ZU ERLEDIGEN: Gib den folgenden Zeitungsartikel über den Karfreitagsgottesdienst am Kirchheimer Friedenskreuz vollständig und wortgetreu wieder.

Rhein-Neckar-Zeitung - Heidelberger Nachrichten, 08.04.2023

 

Besinnlicher Karfreitag am Friedenskreuz

Ökumenischer Gottesdienst für Geflüchtete in Kirchheim – Bei Verkehrslärm erinnerten die Teilnehmer an die Kreuzigung Jesu

Von Joris Ufer

Mit einem ökumenischen Gottesdienst haben Seelsorgende und Geflüchtete aus dem Patrick-Henry-Village (PHV) am Karfreitag der Kreuzigung Jesu gedacht. Menschen aus acht Ländern sangen und beteten gemeinsam vor dem Kirchheimer Friedenskreuz und lasen die Passionsgeschichte in mehreren Sprachen. Für viele Teilnehmer hatte die Andacht auch einen persönlichen Bezug.

Einträge der Sammlung:
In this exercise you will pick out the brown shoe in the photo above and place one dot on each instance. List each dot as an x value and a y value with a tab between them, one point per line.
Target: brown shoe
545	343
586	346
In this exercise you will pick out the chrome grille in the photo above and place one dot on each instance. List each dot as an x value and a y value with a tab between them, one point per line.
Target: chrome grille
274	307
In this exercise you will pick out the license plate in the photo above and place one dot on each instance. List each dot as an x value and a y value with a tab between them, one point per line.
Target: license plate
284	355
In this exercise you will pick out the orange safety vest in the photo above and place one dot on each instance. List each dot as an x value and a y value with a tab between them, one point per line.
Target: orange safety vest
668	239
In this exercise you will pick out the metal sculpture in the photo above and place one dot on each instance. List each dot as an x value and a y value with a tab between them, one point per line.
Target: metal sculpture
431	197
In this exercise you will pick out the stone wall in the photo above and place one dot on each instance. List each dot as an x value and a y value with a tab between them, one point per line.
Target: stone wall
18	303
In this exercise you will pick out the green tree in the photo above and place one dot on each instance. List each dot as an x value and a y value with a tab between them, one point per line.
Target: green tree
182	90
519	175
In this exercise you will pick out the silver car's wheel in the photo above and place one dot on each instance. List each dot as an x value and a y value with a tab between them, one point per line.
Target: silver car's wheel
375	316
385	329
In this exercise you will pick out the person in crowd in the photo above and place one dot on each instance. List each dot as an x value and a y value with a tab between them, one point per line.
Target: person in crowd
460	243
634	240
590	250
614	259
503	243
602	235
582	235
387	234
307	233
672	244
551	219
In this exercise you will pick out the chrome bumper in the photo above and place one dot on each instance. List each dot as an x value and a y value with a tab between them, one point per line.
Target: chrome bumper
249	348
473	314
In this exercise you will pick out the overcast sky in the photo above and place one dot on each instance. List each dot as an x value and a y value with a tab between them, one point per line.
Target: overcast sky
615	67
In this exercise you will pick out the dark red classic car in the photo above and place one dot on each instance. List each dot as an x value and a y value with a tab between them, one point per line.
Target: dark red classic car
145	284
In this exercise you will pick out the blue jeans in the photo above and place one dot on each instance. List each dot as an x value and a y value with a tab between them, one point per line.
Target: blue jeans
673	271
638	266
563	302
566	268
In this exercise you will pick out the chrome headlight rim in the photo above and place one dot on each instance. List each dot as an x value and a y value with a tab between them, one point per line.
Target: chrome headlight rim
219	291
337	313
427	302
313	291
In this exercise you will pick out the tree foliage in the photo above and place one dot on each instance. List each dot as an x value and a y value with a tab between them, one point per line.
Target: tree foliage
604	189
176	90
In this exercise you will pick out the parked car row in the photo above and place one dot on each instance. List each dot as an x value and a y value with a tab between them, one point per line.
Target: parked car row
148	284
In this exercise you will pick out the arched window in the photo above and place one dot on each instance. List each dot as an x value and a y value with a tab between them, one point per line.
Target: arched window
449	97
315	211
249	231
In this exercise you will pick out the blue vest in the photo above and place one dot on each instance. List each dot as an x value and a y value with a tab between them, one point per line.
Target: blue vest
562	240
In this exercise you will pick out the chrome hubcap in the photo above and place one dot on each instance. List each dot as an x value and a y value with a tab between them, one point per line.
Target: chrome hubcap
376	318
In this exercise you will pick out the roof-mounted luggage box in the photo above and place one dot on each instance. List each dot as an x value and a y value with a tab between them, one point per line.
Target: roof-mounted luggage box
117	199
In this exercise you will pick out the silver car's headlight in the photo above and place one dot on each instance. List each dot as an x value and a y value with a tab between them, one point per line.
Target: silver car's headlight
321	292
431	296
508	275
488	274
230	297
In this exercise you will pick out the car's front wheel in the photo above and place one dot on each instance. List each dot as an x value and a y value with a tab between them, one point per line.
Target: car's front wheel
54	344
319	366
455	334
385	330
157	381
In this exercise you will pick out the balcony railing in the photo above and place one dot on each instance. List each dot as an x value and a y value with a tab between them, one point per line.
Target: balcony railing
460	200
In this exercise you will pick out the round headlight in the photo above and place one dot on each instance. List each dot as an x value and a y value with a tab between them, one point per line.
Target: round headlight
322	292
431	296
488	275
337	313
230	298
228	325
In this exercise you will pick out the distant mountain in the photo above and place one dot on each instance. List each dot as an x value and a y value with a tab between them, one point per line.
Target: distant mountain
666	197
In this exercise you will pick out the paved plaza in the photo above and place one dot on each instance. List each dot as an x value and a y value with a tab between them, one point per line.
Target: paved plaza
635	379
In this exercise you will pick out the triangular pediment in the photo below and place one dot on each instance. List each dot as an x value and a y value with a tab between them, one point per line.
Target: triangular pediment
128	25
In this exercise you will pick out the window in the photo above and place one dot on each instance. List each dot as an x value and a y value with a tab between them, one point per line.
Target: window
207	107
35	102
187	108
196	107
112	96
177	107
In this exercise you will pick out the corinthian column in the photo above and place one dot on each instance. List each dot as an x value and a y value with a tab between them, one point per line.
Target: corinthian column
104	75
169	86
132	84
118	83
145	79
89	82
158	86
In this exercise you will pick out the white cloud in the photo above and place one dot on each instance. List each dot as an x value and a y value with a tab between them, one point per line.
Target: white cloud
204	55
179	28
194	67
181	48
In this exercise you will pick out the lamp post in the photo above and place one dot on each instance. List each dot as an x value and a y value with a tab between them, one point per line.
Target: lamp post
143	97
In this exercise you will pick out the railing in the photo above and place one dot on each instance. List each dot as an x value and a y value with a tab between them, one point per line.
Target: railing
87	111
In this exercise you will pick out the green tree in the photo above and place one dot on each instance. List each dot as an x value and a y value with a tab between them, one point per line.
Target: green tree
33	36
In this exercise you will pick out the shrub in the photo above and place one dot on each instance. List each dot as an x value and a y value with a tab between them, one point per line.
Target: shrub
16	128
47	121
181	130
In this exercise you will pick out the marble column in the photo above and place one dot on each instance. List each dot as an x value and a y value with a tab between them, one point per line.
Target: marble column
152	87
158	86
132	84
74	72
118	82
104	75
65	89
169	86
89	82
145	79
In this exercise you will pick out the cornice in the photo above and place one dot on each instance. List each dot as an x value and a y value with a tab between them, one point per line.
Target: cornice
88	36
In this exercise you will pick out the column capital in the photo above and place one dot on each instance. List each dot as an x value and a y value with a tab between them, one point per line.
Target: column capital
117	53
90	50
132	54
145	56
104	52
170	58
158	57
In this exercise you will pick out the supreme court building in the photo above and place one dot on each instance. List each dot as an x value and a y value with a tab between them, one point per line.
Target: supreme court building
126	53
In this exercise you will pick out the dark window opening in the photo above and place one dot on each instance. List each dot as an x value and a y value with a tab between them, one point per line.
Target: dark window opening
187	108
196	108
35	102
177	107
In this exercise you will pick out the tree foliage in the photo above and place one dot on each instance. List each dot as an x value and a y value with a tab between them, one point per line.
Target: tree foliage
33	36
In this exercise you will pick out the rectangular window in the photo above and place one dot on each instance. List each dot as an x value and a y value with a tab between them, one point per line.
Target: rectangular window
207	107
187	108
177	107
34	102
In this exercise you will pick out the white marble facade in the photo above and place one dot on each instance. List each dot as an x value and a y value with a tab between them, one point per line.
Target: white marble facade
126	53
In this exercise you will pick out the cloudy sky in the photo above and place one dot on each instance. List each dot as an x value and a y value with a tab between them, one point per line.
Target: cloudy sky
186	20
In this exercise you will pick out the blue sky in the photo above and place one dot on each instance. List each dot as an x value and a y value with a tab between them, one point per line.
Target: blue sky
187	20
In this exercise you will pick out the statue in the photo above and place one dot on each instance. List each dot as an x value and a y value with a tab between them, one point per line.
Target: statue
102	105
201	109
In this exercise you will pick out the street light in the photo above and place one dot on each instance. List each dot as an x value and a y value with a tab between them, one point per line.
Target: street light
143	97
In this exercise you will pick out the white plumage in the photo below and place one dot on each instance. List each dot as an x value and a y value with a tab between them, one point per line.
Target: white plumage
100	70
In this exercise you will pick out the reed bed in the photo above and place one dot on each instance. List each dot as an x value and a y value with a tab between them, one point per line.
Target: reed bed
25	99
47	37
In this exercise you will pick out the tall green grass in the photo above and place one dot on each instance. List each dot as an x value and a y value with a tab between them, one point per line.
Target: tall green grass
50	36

ERGEBNIS DER ÜBUNG:
Rhein-Neckar-Zeitung - Heidelberger Nachrichten, 08.04.2023

 

Besinnlicher Karfreitag am Friedenskreuz

Ökumenischer Gottesdienst für Geflüchtete in Kirchheim – Bei Verkehrslärm erinnerten die Teilnehmer an die Kreuzigung Jesu

Von Joris Ufer

Mit einem ökumenischen Gottesdienst haben Seelsorgende und Geflüchtete aus dem Patrick-Henry-Village (PHV) am Karfreitag der Kreuzigung Jesu gedacht. Menschen aus acht Ländern sangen und beteten gemeinsam vor dem Kirchheimer Friedenskreuz und lasen die Passionsgeschichte in mehreren Sprachen. Für viele Teilnehmer hatte die Andacht auch einen persönlichen Bezug.